EXERCISE GOAL: List every line of the records below that contains the word "leaf", treating uppercase and lowercase as different.

TASK MATERIAL:

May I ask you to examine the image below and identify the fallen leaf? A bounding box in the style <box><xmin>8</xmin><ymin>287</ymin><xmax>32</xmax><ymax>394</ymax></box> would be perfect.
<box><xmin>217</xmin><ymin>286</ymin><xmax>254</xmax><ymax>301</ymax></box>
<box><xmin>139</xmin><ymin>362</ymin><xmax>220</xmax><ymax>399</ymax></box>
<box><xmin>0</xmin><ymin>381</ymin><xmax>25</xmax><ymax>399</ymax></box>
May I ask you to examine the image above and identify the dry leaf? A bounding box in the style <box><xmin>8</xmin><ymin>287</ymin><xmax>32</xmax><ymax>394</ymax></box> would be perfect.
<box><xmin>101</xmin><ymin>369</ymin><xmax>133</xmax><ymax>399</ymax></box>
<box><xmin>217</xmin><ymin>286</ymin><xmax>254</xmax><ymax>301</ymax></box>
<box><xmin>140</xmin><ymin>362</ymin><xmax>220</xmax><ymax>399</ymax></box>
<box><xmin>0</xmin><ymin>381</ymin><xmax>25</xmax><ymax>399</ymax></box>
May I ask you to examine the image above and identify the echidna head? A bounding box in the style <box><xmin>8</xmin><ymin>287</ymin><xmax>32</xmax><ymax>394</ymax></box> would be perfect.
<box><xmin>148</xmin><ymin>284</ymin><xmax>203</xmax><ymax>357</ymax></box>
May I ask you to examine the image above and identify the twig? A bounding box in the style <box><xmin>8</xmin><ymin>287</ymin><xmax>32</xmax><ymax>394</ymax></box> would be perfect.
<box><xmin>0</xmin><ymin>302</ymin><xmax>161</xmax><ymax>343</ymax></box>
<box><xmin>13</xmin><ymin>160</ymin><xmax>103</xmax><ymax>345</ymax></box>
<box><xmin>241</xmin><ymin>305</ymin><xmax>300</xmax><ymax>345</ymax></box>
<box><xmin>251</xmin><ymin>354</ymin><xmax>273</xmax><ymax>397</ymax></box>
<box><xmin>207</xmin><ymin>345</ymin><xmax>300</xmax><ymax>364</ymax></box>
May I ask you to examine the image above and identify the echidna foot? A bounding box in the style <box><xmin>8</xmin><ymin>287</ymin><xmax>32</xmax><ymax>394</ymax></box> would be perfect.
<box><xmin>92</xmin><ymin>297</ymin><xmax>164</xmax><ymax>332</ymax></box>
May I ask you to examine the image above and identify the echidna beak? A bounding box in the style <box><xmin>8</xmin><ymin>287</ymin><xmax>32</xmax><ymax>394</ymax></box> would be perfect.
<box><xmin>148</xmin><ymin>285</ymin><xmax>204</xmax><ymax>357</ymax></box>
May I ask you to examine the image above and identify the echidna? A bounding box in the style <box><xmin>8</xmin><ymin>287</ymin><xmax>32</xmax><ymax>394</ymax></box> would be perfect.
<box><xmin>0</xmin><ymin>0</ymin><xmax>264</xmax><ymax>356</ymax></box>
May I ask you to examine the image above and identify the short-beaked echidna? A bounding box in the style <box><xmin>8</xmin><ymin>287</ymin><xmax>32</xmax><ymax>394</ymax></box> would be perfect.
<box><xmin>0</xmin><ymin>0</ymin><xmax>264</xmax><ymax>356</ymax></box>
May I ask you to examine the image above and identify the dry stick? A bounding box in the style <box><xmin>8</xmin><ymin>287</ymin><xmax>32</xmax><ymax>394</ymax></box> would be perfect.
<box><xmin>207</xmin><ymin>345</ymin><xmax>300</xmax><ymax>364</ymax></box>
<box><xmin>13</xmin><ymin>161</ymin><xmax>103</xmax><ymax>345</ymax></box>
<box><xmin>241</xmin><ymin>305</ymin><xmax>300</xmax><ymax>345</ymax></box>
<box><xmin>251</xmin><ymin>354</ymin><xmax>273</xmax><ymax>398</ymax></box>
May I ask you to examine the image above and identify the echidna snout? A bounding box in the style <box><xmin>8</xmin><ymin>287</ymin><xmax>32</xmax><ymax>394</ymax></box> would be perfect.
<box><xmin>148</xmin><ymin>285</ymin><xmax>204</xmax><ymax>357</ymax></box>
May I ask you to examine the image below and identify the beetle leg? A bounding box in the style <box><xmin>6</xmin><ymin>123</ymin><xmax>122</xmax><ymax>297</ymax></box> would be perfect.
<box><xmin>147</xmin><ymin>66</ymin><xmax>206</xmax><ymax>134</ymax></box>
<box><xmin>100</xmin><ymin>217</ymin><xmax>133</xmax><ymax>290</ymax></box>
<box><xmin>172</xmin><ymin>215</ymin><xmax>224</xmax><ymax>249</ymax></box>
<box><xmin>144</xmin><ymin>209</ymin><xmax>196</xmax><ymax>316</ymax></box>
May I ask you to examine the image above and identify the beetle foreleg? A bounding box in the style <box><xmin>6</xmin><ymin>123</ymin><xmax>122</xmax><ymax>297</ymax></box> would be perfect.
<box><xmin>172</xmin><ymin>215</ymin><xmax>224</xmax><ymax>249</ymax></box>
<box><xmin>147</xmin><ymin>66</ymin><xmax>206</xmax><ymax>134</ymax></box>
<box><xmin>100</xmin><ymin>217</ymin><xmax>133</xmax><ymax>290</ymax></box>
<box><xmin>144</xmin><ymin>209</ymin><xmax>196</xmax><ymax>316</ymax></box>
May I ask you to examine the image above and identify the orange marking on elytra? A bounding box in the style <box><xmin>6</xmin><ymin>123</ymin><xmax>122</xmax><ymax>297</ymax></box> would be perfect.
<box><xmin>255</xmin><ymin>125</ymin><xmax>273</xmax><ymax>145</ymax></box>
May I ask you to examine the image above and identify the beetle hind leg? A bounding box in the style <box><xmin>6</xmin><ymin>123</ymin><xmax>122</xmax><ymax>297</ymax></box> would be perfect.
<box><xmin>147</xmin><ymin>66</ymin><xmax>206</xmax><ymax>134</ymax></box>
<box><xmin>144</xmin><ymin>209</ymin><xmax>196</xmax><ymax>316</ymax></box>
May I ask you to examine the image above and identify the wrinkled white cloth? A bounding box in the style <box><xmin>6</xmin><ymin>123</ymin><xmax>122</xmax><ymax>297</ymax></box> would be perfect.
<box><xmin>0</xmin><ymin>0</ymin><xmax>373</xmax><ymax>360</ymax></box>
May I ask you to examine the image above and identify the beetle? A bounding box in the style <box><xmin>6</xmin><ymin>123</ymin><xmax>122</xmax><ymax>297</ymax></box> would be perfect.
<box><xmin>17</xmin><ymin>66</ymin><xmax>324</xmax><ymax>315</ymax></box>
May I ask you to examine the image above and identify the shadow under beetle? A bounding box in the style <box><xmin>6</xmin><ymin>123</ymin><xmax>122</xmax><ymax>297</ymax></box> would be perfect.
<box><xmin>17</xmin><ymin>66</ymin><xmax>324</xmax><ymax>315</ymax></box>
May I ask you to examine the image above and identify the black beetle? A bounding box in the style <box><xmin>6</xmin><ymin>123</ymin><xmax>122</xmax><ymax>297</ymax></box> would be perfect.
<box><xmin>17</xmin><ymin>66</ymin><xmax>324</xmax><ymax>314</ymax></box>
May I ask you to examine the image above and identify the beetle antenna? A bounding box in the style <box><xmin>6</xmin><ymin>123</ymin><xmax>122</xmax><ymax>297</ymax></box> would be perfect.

EXERCISE OUTPUT:
May I ask you to examine the image below and identify the fallen leaf? A bounding box in the style <box><xmin>8</xmin><ymin>287</ymin><xmax>32</xmax><ymax>394</ymax></box> would be perfect.
May I ask you to examine the image above and identify the dry leaf? A bounding box in the style <box><xmin>8</xmin><ymin>287</ymin><xmax>32</xmax><ymax>394</ymax></box> would be perfect.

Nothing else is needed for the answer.